Retype every row below word for word, changing nothing.

********

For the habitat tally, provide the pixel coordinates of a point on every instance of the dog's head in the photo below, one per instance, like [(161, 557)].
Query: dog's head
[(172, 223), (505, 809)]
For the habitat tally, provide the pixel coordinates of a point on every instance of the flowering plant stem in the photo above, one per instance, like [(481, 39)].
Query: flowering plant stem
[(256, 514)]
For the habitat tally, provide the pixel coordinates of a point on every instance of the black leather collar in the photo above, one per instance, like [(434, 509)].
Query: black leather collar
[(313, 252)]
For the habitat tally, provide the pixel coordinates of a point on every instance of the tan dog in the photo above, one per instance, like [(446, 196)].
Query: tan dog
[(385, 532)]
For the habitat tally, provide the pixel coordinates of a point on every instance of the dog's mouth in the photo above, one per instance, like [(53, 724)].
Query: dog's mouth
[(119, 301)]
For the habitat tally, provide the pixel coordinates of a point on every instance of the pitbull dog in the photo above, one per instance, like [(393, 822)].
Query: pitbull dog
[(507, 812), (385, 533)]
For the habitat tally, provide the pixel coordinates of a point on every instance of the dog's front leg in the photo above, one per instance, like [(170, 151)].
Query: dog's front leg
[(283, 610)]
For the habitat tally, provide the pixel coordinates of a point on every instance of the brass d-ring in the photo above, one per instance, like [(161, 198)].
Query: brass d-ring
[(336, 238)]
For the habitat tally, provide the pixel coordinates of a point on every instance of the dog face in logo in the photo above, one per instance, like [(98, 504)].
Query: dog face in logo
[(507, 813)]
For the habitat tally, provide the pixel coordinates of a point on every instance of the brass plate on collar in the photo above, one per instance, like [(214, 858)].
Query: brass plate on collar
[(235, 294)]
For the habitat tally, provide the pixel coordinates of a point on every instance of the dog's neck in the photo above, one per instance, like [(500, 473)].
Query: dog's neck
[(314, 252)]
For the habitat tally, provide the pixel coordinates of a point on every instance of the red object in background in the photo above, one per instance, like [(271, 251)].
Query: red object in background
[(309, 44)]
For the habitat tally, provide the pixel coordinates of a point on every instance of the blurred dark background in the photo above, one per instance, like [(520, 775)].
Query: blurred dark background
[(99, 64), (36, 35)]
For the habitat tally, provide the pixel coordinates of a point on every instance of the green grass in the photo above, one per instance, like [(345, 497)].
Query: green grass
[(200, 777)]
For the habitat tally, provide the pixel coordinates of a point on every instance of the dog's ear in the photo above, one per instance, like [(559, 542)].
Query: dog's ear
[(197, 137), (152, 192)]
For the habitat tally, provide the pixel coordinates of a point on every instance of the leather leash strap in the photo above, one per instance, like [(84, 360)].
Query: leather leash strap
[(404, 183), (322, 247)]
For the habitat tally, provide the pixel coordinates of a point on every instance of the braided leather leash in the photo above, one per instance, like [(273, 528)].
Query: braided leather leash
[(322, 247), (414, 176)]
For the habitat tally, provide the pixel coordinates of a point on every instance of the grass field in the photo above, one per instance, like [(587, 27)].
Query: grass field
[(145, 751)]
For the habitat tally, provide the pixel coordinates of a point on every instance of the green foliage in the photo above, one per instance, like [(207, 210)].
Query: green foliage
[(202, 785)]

********

THE COMPLETED TASK:
For the habitat tally, provide the pixel coordinates of a point on every instance of the dog's head in the photo below, one per instance, like [(161, 557)].
Query: dog's head
[(172, 223), (505, 809)]
For the habitat tally, provide the pixel coordinates of a point on every instance of the flowering plant stem in the photo above, one per instance, like [(481, 39)].
Query: flowering plant stem
[(256, 514)]
For the habitat tally, provide the pixel coordinates of a point on every instance of the black leather collar in the photo above, one per instance, like [(434, 509)].
Query: black leather collar
[(313, 252)]
For the habitat tally, provide the pixel coordinates of a point on every instance of the tan dog in the photo above, one per instance, like [(446, 196)].
Query: tan dog
[(385, 532)]
For the habitat tally, provide the pixel coordinates of a point on every instance of the dog's mouth in the photo above, one per instance, like [(53, 724)].
Query: dog's mouth
[(119, 301)]
For the habitat tally, provide the pixel coordinates of a point on every instance of the pitbull dog in the photo above, one per instance, like [(393, 822)].
Query: pitbull dog
[(507, 812), (385, 533)]
For the habitat tally, provide the pixel coordinates of a point on every instance of the dog's front leg in the photo above, one per instance, like [(170, 151)].
Query: dog's front leg
[(283, 610)]
For the habitat tally, provide the pixel coordinates of a point on every instance of the brass d-ring in the photo above, one per instance, like [(161, 198)].
Query: brass d-ring
[(336, 238)]
For the habitat tally, provide the pixel coordinates of a point on every instance of the dog face in logo in the photo above, one per instance, like [(98, 504)].
Query: dog face in logo
[(507, 813)]
For the habitat tally, provide the pixel coordinates of a point on every instance of the brass plate on collar in the photo above, one per instance, like [(214, 858)].
Query: brass plate on collar
[(235, 294)]
For the habitat tally, provide the pixel coordinates of a point on every instance of the dog's neck in the photo above, one per instance, like [(500, 473)].
Query: dog's neck
[(314, 252)]
For the habitat tally, provide the pixel coordinates of a point on every instance of the red object in background in the photo above, one per instance, like [(271, 251)].
Query: red object in background
[(309, 44)]
For the habitat tally, provide the pixel coordinates of a point on every instance of the blurred dark background in the photo above, one per instance, like [(520, 775)].
Query: blurred dark background
[(99, 64), (36, 35)]
For the habitat tally, provide the pixel coordinates of a point on every instance of the green grass in the photo above, one per instance, like [(345, 497)].
Query: green grass
[(200, 777)]
For the habitat tally, provide the pixel coordinates of a point on every instance of the dog's ear in the photo above, one per instance, like [(559, 542)].
Query: dog's ear
[(197, 137), (152, 192)]
For the habitat tally, provide the pixel coordinates of a point on every instance of the leather leash strap in the photo above, one per instance, like [(84, 360)].
Query: leather leash strap
[(404, 183), (322, 247)]
For the habitat tally, provide the pixel coordinates of a point on every instance of the braided leather leash in the photo above, one per instance, like [(273, 528)].
Query: braided leather leash
[(322, 247), (414, 176)]
For the habitat tally, provide the pixel coordinates of a point on every instance of the grass field in the photo above, one per instance, like [(587, 27)].
Query: grass field
[(145, 751)]
For the habitat tally, provide the pixel coordinates of a point on every instance of the green foliage in the photo above, one per instance, like [(207, 210)].
Query: green foliage
[(202, 785)]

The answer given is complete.